_WRITTEN PROBLEM_
Write out, unchanged, the lines from the one holding "I would be grateful for your help with the tree in" to the close of the listing. Both the first and last lines belong in it.

_PROVIDED ENTRIES_
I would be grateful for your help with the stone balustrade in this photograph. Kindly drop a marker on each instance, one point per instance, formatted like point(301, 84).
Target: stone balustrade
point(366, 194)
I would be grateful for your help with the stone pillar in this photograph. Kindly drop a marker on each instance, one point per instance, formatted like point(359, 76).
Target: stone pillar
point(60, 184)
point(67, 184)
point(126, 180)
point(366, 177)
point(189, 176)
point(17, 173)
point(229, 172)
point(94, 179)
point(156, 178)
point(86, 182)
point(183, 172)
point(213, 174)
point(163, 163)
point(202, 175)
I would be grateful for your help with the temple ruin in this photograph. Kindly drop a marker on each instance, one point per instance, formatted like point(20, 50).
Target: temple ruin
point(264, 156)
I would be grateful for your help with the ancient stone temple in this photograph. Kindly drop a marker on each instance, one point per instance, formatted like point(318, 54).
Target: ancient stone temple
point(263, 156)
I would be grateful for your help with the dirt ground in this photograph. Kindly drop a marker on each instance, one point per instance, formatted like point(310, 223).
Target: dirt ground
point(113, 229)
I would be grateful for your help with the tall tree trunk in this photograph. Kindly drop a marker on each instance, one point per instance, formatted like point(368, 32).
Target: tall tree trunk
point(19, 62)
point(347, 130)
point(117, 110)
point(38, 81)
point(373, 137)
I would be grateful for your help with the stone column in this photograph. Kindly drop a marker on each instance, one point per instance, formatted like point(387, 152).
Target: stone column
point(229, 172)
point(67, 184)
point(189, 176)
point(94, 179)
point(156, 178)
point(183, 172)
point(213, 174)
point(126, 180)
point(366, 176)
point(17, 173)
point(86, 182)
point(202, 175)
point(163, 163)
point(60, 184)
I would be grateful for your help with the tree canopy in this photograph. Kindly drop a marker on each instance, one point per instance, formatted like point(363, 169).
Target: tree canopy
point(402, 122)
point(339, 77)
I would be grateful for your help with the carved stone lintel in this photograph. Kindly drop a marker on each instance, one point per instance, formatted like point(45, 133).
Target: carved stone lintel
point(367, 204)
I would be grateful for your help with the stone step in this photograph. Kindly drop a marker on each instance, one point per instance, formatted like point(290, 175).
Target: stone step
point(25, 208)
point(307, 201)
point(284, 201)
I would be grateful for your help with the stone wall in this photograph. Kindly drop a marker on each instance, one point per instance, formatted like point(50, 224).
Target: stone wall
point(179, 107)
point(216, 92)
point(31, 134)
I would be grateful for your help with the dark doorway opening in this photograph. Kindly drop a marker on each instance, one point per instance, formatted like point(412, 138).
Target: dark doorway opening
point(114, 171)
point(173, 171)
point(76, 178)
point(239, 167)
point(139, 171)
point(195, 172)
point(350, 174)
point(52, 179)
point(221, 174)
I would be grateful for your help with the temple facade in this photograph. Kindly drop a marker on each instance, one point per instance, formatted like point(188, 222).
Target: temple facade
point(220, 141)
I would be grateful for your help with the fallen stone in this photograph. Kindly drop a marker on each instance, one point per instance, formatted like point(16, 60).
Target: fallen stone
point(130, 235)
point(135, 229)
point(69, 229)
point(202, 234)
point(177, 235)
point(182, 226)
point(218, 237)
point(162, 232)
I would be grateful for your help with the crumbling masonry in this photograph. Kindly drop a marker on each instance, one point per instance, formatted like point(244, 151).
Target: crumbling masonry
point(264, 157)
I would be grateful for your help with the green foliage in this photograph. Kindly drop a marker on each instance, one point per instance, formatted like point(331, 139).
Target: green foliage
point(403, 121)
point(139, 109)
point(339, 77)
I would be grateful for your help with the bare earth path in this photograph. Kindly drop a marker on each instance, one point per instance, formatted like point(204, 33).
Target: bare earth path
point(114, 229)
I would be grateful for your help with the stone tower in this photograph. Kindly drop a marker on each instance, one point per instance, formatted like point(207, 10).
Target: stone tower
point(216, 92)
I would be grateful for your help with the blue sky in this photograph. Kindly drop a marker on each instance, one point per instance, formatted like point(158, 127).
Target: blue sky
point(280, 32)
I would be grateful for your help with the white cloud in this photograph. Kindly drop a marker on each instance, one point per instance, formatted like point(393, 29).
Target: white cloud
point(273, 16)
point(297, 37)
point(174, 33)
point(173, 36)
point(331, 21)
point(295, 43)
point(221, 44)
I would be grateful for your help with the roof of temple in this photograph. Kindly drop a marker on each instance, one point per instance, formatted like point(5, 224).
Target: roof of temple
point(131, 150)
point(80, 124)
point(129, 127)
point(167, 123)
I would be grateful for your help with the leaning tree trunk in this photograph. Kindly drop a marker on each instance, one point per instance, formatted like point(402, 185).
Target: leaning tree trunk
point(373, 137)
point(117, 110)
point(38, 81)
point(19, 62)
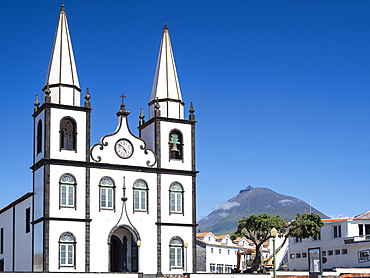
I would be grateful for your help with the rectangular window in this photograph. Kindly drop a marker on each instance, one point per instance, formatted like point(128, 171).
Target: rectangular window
point(337, 231)
point(220, 268)
point(367, 229)
point(66, 254)
point(67, 195)
point(176, 257)
point(140, 199)
point(106, 197)
point(2, 241)
point(360, 229)
point(28, 220)
point(318, 236)
point(228, 268)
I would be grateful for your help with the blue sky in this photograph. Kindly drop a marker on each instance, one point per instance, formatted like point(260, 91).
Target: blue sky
point(280, 89)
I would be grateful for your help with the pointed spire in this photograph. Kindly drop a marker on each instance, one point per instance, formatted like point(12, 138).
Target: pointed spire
point(166, 85)
point(141, 117)
point(191, 111)
point(123, 111)
point(87, 97)
point(62, 72)
point(37, 103)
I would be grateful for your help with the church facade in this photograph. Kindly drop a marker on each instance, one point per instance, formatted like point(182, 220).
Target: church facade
point(123, 204)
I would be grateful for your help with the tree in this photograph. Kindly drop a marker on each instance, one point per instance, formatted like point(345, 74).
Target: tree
point(257, 228)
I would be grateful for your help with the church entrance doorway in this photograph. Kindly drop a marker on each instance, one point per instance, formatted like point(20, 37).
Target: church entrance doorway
point(123, 251)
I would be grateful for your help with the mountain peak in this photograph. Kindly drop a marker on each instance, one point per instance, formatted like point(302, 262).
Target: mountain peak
point(248, 188)
point(252, 200)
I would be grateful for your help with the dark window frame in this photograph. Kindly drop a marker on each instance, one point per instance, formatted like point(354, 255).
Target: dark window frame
point(176, 155)
point(182, 199)
point(113, 194)
point(39, 137)
point(74, 131)
point(74, 191)
point(28, 220)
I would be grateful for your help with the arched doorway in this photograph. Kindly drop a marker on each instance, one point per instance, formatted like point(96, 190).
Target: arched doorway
point(123, 250)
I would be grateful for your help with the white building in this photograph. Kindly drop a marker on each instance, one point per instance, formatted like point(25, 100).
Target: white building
point(343, 242)
point(126, 204)
point(218, 253)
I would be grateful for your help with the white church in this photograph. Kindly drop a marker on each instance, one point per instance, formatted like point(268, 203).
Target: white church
point(123, 204)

_ANSWER TO THIS EXERCISE_
I would be grateful for your help with the tree in this photograph. Kindly drop a marker on each instance, one point per instance, formatted like point(345, 74).
Target: tree
point(257, 228)
I would be grateful for your help with the church entrance doorway in this photograph. Kindly drop a marker on each instance, one point per instance, formatted like point(20, 37).
Target: church entrance doorway
point(123, 251)
I would be grateful for your help with the mountain peak in this photograph. Kindly drop a marker on each instance, one point per instance, formatted like point(302, 262).
Target: mountain peak
point(248, 188)
point(252, 200)
I would be grateful for your help with the dark window frame in this photograph. Kindly drop a marker on each instance, one point per instance, formatted like point(354, 255).
Target: dark window frame
point(176, 155)
point(182, 199)
point(113, 194)
point(39, 137)
point(74, 131)
point(74, 191)
point(28, 220)
I would be grateful for your help with the arched doorway in this photograph. Kindly drop a marker on each instance, one point per instance, formatted like point(96, 190).
Target: arched doorway
point(123, 250)
I would be grateful for your help with the white building in this photograph. Kindly drop a marker on each instance, one point per instance, formatted like point(25, 100).
Target: white building
point(343, 242)
point(126, 204)
point(218, 253)
I would be grateful for your help with the white church in this photograph. Kindly drop a marker on each instance, one point per instance, formatted like point(268, 203).
Target: white church
point(123, 204)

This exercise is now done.